(Referring expression data)
....
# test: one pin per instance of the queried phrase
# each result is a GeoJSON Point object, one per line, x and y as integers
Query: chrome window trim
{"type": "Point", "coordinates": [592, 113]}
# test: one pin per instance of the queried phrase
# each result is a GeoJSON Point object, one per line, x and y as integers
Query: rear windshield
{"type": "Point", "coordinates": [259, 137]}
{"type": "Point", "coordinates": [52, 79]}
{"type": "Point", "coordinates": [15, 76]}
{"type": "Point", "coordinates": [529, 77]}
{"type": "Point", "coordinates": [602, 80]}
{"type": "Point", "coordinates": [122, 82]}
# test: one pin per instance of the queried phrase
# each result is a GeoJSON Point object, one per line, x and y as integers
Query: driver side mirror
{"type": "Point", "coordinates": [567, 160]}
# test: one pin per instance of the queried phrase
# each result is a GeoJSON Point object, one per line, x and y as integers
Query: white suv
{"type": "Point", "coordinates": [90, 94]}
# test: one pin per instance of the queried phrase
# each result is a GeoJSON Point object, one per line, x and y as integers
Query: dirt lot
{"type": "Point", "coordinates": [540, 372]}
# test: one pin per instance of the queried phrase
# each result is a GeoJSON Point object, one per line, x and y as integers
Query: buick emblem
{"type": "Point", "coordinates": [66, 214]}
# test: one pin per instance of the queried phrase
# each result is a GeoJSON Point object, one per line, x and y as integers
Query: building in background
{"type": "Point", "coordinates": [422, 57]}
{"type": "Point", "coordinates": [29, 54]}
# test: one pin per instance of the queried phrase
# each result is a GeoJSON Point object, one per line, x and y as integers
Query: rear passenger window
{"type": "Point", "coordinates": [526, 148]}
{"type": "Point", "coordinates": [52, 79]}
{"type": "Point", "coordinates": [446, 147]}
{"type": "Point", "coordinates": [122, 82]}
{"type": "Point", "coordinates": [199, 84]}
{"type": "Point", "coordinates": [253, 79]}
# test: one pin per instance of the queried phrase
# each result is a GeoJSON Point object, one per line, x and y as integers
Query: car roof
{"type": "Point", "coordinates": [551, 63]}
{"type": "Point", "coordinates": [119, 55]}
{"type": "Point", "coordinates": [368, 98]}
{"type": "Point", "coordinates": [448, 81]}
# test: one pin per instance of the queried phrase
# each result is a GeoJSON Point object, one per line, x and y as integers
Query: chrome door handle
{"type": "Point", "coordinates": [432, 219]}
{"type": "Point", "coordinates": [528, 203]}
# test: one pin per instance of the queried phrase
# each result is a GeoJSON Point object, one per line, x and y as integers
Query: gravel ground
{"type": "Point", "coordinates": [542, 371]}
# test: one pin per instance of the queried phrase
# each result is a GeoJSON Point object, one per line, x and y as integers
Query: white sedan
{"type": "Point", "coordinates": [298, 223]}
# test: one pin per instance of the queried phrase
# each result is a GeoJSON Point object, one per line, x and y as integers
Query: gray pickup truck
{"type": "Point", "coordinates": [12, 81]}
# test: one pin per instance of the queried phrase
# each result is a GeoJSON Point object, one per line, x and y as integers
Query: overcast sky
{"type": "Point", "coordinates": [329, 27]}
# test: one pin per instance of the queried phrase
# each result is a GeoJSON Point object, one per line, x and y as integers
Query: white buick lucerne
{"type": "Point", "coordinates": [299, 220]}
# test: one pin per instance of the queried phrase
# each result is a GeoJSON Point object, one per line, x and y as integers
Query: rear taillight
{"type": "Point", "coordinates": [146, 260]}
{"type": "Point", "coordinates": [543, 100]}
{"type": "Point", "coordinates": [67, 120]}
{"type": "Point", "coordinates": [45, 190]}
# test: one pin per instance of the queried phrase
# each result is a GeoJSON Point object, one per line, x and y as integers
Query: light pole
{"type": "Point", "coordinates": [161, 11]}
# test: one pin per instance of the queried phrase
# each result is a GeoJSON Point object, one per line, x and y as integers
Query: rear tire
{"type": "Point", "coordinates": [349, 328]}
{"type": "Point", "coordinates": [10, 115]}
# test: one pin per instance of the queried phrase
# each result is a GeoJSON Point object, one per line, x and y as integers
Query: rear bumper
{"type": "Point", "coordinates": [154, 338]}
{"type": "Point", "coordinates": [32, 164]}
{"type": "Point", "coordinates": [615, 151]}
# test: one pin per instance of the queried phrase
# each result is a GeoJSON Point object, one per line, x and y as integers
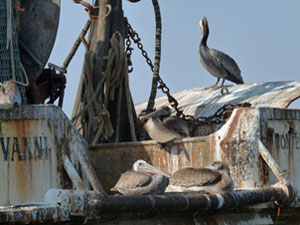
....
(Task brief)
Leave out the pictures and print every line of the data exactly.

(Solution to the exercise)
# test: one pin per instance of the queried phrase
# each result is a GeoJSON Point object, one per line, x and y as integers
Query: chrome window trim
{"type": "Point", "coordinates": [592, 113]}
# test: one pin per instance of the queried phrase
# each result is a GeoJSON Point object, one per line, x and y as integers
Query: rear windshield
{"type": "Point", "coordinates": [259, 137]}
{"type": "Point", "coordinates": [52, 79]}
{"type": "Point", "coordinates": [15, 76]}
{"type": "Point", "coordinates": [529, 77]}
{"type": "Point", "coordinates": [602, 80]}
{"type": "Point", "coordinates": [122, 82]}
# test: one pin per instance of the queried phrase
# each result is a GeoJSON Point object, one per line, x and y as integers
Query: driver side mirror
{"type": "Point", "coordinates": [567, 160]}
# test: one pin per instance of the queried phrase
# each result is a GeoJSON Point object, one per line, x and y as integers
Query: white suv
{"type": "Point", "coordinates": [90, 94]}
# test: one pin per instance of the queried phrase
# each result is a GeoJSON Point object, one per line, x and y as integers
Query: dirt lot
{"type": "Point", "coordinates": [540, 372]}
# test: one pin per instance of the queried phrase
# each result is a GeoJSON Point object, one per line, x and y as integers
Query: buick emblem
{"type": "Point", "coordinates": [66, 214]}
# test: one pin per instance of the queried phrase
# each result is a GeoJSON Point object, one per line, x and y as integers
Query: building in background
{"type": "Point", "coordinates": [422, 57]}
{"type": "Point", "coordinates": [29, 54]}
# test: one pin per instance of the queried phrase
# each result is a GeoJSON Point object, one per line, x and y as integers
Query: rear passenger window
{"type": "Point", "coordinates": [526, 148]}
{"type": "Point", "coordinates": [52, 79]}
{"type": "Point", "coordinates": [446, 147]}
{"type": "Point", "coordinates": [122, 82]}
{"type": "Point", "coordinates": [199, 84]}
{"type": "Point", "coordinates": [253, 79]}
# test: one pin per instance of the queried phrase
# each result is a GeoJSON Point object, one per line, x and y as integers
Query: car roof
{"type": "Point", "coordinates": [551, 63]}
{"type": "Point", "coordinates": [119, 55]}
{"type": "Point", "coordinates": [368, 98]}
{"type": "Point", "coordinates": [448, 81]}
# test: one pin per instance of the queried phrase
# each result is a GeoJSON Point object, one per line, x and y as integers
Query: chrome door handle
{"type": "Point", "coordinates": [432, 219]}
{"type": "Point", "coordinates": [528, 203]}
# test: one pin per instance of the queried phrase
# each result is a GeoJSON Point object, one per line, x and y as integers
Query: gravel ground
{"type": "Point", "coordinates": [542, 371]}
# test: one pin per instance of the queried phrase
# each result is a GeoJSON Point object, one per line, x and y as integers
Query: white sedan
{"type": "Point", "coordinates": [298, 223]}
# test: one pin per instance of the queried phrase
# each result is a GeoJSON Point object, one per line, x and y as integers
Query: gray pickup truck
{"type": "Point", "coordinates": [12, 81]}
# test: one pin per instance of the queried phrase
# each result is a GeoJSON Point object, one per line, x and y as integers
Query: overcast sky
{"type": "Point", "coordinates": [329, 27]}
# test: one pin per instance of the queried phrase
# each result is a GeoJSON Point object, one per line, x and y as integers
Query: white buick lucerne
{"type": "Point", "coordinates": [299, 220]}
# test: one pin per instance of the queried phrase
# each result is a GeoJSON Point object, one per line, x and y as integers
Query: rear taillight
{"type": "Point", "coordinates": [146, 260]}
{"type": "Point", "coordinates": [543, 100]}
{"type": "Point", "coordinates": [67, 120]}
{"type": "Point", "coordinates": [45, 190]}
# test: one pin per instance of the queried phrase
# each result is a GeoJSON Point object, one per line, x and y as integers
Query: light pole
{"type": "Point", "coordinates": [161, 11]}
# test: one pin per instance of the queried phrase
# each result is a GeoJSON Point object, one per line, x and y as integers
Query: rear tire
{"type": "Point", "coordinates": [349, 328]}
{"type": "Point", "coordinates": [10, 115]}
# test: one pin per instance of the queried phrase
# each result is a GeoJSON Point object, one per line, x and y as integers
Query: rear bumper
{"type": "Point", "coordinates": [154, 338]}
{"type": "Point", "coordinates": [32, 164]}
{"type": "Point", "coordinates": [615, 151]}
# test: one pin per instance of the queried phrase
# each result is a GeoJSON Point object, one per line, x and y as integers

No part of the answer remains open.